PROBLEM DETAILS - Update the records by swapping every "pin" for "dot" and changing nothing else. Leave the pictures out of your answer.

DATA SHOWN -
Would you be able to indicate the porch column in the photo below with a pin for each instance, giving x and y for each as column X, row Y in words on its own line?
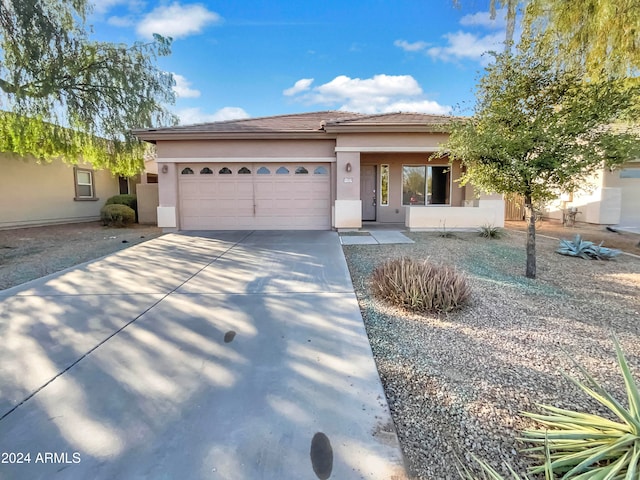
column 348, row 206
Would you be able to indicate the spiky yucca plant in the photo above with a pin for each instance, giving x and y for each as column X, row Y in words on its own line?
column 585, row 446
column 420, row 286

REPLY TO THE EXERCISE -
Would you be able to indicate the porch column in the photo below with a dot for each instance, giving x and y for each as column X, row Y in words on its own line?
column 348, row 206
Would you be able to indicate the spiky yucca plant in the photo above with a dot for each instance, giving x and y for each as column X, row Y in words on its own line?
column 585, row 446
column 420, row 286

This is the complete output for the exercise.